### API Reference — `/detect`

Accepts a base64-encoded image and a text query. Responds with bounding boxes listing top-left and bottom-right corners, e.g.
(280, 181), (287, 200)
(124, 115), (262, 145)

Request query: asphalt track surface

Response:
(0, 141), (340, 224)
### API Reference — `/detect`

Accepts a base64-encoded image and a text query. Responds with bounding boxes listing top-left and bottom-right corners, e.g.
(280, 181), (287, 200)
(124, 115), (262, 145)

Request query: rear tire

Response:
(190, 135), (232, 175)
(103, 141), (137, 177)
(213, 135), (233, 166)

=====

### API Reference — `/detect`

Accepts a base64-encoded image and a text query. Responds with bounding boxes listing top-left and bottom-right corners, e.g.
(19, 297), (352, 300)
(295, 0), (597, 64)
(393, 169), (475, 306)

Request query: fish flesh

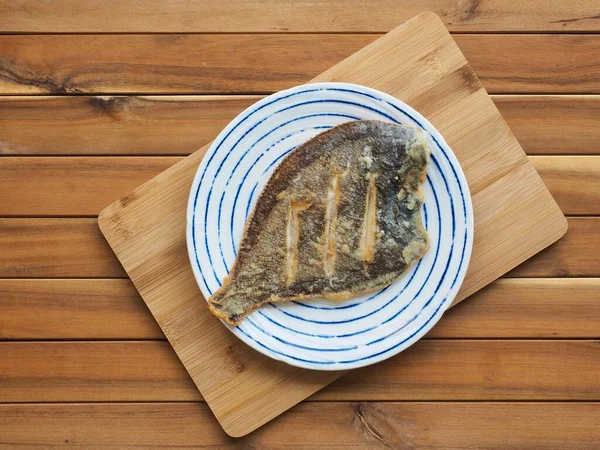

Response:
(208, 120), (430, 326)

=====

• **WHAT IS BEING ASKED**:
Extract every line of the listing above that contains the word "Request" and copy each one as it appears.

• **THE RESULT**:
Request query: asphalt track surface
Request query: rear tire
Request query: fish flesh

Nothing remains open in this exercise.